**ARBEITSANWEISUNGEN**
[1] Schreibe die Zeilen der Auflistung von der Zeile mit "Note to the class: point to the murky" bis zum Ende der Auflistung in eine nummerierte Liste um, ohne Leerzeilen.
[2] Führe den Text über die evangelische Kirche in Wallernhausen ab seinem letzten Satz weiter.

**TEXT**
Die Evangelische Kirche in Wallernhausen, einem Stadtteil von Nidda im Wetteraukreis in Hessen, ist eine barocke Saalkirche aus dem Jahr 1740. Das Gotteshaus mit dreiseitigem Ostschluss und Haubendachreiter ist aus geschichtlichen und künstlerischen Gründen hessisches Kulturdenkmal.[1]

Geschichte[Bearbeiten | Quelltext bearbeiten]

In kirchlicher Hinsicht gehörte die Pfarrkirche im Mittelalter zum Archidiakonat von St. Maria ad Gradus im Erzbistum Mainz. Im Spätmittelalter war Wallernhausen die Mutterkirche der Fauerbacher Kirche.[2] Im Jahr 1359 war Wallernhausen selbstständige Pfarrei. Eine Restaurierung des Altars im Jahr 1968 bestätigte, dass ein Vorgängerbau bereits im 15. Jahrhundert existierte. Im Jahr 1493 wurde das Patronatsrecht der Johanniterkommende in Nidda geschenkt.[3]

Mit Einführung der Reformation wechselte Wallernhausen zum evangelischen Bekenntnis. Erster evangelischer Pfarrer war Bechtold Ringshausen von 1527 bis 1561, der bis 1527 dem Johanniterorden angehörte und anschließend das Johanniterhaus in Nidda verwaltete. Die Kollatur hatten bis 1585 die Johanniter aus Nidda inne, danach Ludwig IV., Landgraf von Hessen-Marburg und nach seinem Tod die Landgrafen von Hessen-Darmstadt. Ab dem 16. Jahrhundert bis 1852 gehörten zur Pfarrei Wallernhausen die Orte Fauerbach, Ober-Lais und Glashütten sowie die Siedlung Streithain. Nach Abpfarrung von Ober-Lais (mit Nebenorten) im Jahr 1856 bilden Wallernhausen und Fauerbach ein Kirchspiel.[4]

Die mittelalterliche Kirche wurde 1738–1740 durch einen Barockbau ersetzt.[5]

Im Jahr 1901 erfolgte eine umfassende Innenrenovierung, bei der das Chorgestühl, die Sakristei, die Emporentreppe und die Brüstungsmalereien sowie die Fenster saniert wurden. Da die beiden mittleren Holzpfosten im unteren Bereich angefault waren, wurden sie durch Stein ersetzt. Maler Hartmann aus Camberg malte die Kirchendecke aus. Die Kosten für die gesamte Renovierung beliefen sich auf 5000 Mark.[6]

Architektur[Bearbeiten | Quelltext bearbeiten]

Polygonaler Ostschluss
Rincker-Glocke von 1949

Die in etwa geostete kleine Saalkirche ist aus weiß verputztem Bruchsteinmauerwerk nordöstlich des alten Dorfkerns errichtet. Nur die Gewände der Fenster und des Portals aus rotem Sandstein sowie die Eckquaderung am Chor sind vom Verputz ausgespart.

**QUELLDATEN**
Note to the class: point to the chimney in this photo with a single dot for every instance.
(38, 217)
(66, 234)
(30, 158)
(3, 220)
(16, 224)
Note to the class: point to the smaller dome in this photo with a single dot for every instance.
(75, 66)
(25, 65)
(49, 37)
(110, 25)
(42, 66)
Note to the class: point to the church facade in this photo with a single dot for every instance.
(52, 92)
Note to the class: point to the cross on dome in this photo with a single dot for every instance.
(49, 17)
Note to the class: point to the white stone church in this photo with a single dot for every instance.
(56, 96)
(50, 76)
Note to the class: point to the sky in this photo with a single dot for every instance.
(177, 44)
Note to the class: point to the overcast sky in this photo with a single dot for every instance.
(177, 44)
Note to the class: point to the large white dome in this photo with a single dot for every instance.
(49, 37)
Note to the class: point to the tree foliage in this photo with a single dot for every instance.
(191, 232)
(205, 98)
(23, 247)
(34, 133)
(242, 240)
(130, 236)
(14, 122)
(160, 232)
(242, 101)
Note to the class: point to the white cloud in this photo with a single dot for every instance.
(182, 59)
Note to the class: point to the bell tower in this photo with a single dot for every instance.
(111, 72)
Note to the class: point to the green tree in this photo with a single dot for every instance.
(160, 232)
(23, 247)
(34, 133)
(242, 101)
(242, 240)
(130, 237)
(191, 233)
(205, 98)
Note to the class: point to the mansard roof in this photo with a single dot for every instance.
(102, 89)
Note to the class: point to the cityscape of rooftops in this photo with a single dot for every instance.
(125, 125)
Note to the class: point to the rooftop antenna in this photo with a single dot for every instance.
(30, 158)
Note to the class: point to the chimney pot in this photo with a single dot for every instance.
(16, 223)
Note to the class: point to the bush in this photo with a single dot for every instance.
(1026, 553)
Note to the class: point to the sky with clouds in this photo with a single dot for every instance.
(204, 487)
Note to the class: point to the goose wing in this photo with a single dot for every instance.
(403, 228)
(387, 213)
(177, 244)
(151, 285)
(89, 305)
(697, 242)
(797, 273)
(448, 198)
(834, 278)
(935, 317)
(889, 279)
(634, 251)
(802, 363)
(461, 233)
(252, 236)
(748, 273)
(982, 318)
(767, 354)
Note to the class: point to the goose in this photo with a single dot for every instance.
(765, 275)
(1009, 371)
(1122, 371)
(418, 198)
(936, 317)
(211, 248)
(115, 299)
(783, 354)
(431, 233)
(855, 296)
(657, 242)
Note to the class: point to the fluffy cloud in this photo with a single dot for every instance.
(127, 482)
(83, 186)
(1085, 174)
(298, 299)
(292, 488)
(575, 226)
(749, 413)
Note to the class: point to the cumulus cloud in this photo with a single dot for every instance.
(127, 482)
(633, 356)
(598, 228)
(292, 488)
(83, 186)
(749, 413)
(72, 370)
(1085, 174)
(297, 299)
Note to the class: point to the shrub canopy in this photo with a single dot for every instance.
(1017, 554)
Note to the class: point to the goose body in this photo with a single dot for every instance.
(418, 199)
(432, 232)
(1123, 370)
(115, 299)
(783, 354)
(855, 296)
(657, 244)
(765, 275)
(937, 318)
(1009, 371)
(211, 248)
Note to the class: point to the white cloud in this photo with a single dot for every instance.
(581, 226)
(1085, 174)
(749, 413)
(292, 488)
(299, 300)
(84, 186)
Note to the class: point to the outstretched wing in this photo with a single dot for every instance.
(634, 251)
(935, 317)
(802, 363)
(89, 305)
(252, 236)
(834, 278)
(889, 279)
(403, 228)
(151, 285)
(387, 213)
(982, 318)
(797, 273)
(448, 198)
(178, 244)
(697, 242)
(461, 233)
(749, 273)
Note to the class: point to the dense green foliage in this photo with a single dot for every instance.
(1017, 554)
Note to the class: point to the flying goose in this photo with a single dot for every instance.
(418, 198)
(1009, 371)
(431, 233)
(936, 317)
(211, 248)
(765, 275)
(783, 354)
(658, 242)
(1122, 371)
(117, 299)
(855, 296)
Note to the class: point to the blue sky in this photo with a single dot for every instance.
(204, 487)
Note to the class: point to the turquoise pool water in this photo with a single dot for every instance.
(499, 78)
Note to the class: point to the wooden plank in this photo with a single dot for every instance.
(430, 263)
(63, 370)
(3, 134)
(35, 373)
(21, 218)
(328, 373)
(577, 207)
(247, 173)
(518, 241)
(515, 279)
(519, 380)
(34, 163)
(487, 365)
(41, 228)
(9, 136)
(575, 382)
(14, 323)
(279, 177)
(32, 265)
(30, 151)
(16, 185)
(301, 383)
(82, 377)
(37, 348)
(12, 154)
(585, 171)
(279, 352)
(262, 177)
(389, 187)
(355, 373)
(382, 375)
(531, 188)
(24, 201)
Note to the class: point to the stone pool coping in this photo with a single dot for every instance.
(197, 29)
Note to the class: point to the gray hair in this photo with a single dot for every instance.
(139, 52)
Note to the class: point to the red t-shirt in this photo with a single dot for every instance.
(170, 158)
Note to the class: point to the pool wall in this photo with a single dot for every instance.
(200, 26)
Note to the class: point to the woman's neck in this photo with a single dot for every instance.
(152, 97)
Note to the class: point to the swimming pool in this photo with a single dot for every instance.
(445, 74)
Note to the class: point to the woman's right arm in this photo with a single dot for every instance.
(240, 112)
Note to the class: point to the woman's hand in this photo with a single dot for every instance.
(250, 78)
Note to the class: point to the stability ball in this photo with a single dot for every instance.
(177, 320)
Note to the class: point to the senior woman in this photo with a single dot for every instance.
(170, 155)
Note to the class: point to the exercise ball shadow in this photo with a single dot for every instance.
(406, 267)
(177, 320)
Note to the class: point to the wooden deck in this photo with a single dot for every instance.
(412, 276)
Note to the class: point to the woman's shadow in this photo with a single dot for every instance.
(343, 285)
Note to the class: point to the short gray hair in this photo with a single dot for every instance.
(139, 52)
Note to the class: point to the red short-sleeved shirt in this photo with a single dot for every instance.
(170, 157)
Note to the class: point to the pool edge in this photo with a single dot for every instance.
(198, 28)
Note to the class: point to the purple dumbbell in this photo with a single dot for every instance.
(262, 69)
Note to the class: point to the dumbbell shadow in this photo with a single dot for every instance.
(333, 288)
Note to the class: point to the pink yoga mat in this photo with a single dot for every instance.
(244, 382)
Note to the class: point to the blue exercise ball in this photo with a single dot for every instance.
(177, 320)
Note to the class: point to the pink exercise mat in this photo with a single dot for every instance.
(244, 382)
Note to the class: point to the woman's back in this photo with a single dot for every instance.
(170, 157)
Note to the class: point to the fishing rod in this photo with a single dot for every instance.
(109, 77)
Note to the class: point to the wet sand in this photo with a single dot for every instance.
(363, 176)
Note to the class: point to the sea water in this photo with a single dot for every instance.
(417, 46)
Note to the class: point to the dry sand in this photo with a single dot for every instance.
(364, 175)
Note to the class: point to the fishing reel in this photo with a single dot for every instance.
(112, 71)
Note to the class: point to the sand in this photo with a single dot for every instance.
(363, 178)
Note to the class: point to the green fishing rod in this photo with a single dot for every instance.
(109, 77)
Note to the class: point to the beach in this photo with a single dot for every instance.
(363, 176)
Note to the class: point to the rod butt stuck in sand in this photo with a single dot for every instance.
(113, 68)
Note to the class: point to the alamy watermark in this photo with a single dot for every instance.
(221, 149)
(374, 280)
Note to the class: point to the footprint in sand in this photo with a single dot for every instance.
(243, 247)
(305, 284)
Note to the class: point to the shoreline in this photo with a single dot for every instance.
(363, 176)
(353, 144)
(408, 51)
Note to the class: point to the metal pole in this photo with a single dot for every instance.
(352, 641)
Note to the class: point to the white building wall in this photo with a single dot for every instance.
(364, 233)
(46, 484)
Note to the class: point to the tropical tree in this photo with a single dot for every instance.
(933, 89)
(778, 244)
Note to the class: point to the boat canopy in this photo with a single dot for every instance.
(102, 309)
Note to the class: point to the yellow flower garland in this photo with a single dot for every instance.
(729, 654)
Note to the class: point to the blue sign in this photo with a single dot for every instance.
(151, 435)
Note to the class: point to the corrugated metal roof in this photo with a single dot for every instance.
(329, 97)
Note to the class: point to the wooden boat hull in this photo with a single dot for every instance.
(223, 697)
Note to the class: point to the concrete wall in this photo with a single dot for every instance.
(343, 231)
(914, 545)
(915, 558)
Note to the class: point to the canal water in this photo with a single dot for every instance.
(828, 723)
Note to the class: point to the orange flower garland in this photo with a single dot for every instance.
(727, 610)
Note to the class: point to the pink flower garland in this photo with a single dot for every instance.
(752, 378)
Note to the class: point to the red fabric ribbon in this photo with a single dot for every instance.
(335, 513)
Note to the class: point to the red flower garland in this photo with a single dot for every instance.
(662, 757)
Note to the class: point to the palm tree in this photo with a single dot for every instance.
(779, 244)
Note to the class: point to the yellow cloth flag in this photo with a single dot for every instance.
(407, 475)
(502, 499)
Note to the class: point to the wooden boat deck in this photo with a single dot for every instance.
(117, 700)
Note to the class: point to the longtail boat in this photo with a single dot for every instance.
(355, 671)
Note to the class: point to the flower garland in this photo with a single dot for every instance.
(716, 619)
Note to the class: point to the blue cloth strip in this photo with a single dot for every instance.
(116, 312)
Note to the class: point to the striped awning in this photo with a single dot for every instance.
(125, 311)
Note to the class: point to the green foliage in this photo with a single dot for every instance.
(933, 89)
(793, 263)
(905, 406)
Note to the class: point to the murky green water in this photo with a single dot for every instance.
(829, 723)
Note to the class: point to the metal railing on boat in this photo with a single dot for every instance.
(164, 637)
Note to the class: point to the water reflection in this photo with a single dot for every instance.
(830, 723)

**ERWARTETE ANTWORTEN**
[1]
1. Note to the class: point to the murky green water in this photo with a single dot for every instance.
2. (829, 723)
3. Note to the class: point to the metal railing on boat in this photo with a single dot for every instance.
4. (164, 637)
5. Note to the class: point to the water reflection in this photo with a single dot for every instance.
6. (830, 723)

[2]
An der Westseite erhebt sich über dem Schopfwalmdach ein zweigeschossiger Haubendachreiter. Dem achtseitigen Glockengeschoss mit rundbogigen Schallöffnungen und Zifferblatt der Turmuhr an der Südseite ist in verkleinerter Form eine Laterne aufgesetzt, die von einem Turmknauf, einem verzierten Kreuz und einem Wetterhahn bekrönt wird. Bereits die Vorgängerkirche beherbergte Glocken, die im Jahr 1590 gegossen wurden. Im Jahr 1784 gossen Johann Philipp und Johann Peter Bach eine neue Glocke, die nicht erhalten ist. Heute hängen drei Bronzeglocken der Gebr. Rincker, Sinn, im Dachreiter, die 1949 als Ersatz für die im Zweiten Weltkrieg abgelieferten Glocken gegossen wurden. Von den beiden Glocken im ersten Geschoss trägt eine die Inschrift „EHRE SEI GOTT IN DER HOEHE“. Die zweite setzt den Bibelvers fort: „FRIEDEN AUF ERDEN“ (Lk 2,14 LUT). Die dritte Glocke ist im zweiten Geschoss aufgehängt. Die Glocken haben die Tonhöhen d2, e2 und fis2.

Die Kirche wird durch zwei mittig angebrachte Portale im Süden und Westen mit profiliertem Gewände erschlossen. Darüber ist jeweils ein kleines Rechteckfenster eingelassen. An der Südseite flankieren zwei große hochrechteckige Fenster symmetrisch. Die Nordseite und der dreiseitige Chorabschluss haben jeweils drei große hochrechteckige Fenster.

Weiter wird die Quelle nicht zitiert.